* begin Supplied information *
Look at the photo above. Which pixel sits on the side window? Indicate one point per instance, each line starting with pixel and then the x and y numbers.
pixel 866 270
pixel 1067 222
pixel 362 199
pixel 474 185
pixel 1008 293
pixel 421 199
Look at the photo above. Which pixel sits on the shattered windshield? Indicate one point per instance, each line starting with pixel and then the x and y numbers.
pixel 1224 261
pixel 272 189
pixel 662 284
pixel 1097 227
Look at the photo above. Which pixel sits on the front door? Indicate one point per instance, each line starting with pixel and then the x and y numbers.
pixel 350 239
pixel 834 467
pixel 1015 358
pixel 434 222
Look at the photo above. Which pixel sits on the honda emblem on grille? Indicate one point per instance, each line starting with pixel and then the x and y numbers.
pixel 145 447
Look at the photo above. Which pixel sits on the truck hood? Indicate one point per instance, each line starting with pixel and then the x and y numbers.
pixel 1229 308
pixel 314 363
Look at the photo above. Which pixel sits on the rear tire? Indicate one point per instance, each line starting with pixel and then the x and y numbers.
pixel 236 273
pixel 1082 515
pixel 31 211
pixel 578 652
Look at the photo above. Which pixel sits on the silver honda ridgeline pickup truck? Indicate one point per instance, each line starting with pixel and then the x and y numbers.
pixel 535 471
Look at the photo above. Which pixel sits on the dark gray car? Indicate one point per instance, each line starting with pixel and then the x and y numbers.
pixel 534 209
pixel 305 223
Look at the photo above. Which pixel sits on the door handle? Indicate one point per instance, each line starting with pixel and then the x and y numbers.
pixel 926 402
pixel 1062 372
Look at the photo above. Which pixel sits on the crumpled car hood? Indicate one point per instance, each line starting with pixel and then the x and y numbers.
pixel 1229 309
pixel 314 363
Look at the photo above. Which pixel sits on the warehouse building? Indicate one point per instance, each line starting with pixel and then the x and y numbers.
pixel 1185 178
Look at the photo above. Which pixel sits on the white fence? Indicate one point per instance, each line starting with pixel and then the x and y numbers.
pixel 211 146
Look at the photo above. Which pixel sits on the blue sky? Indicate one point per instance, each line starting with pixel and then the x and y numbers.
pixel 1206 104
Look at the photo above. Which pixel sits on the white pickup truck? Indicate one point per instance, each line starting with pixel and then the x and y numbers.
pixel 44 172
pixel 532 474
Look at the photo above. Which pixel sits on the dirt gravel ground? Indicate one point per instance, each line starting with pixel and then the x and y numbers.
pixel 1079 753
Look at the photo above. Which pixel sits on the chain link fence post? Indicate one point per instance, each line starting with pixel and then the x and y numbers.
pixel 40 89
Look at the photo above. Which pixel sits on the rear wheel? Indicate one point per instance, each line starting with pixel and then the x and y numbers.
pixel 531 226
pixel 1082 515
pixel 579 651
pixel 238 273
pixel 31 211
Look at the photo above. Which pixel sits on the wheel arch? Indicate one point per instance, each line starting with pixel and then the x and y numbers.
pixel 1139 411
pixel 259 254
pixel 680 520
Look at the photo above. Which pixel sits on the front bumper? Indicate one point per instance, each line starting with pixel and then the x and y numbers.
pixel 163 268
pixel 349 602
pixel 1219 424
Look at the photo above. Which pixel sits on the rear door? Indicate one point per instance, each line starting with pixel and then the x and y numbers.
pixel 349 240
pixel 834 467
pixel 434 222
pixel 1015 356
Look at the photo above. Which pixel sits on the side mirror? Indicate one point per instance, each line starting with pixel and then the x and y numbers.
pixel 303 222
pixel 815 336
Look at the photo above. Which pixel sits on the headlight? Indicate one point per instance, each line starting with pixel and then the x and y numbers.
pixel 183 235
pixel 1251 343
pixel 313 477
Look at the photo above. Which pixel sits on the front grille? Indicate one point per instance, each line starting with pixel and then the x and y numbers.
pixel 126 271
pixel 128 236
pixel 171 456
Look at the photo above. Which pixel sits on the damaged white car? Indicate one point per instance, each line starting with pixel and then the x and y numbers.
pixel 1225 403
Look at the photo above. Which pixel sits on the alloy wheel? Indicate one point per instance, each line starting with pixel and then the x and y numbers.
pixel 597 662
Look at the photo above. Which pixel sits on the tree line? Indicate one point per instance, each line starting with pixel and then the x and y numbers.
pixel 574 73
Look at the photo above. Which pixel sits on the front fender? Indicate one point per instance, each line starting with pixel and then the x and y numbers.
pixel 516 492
* end Supplied information *
[Problem statement] Rewrite the stretch from the line containing "Look at the photo above. Which pixel sits on the headlight?" through the end of the items, replacing "headlight" with "headlamp" and leaving everything else unchanged.

[Task output]
Look at the photo above. Which pixel sits on the headlamp? Indicate one point per instance, each line starting with pixel and then the x and y numbers.
pixel 183 235
pixel 1251 343
pixel 313 477
Look at the photo above. Which pixel sits on the front grille? Indicate one point per instance, each line starting with pixel and then the x and y numbers.
pixel 126 271
pixel 128 236
pixel 171 456
Look at the photo above. Which pixel sits on the damaged white car? Indicate one point per instance, each line starting with pixel and then the x and y numbers.
pixel 1225 403
Look at the photo above. Which pixel sits on the alloy wheel? Indicate one point per instance, each line starting with pixel and then the x and y numbers.
pixel 597 662
Look at the photo above. Which pixel sits on the tree line? Indicate one point per instance, each line starting with pixel and then the x and y numbers.
pixel 574 73
Look at the photo above. Which pixel sits on the front fender? Indicate one point per instance, each line starting with pixel and then the x and y numbers.
pixel 516 492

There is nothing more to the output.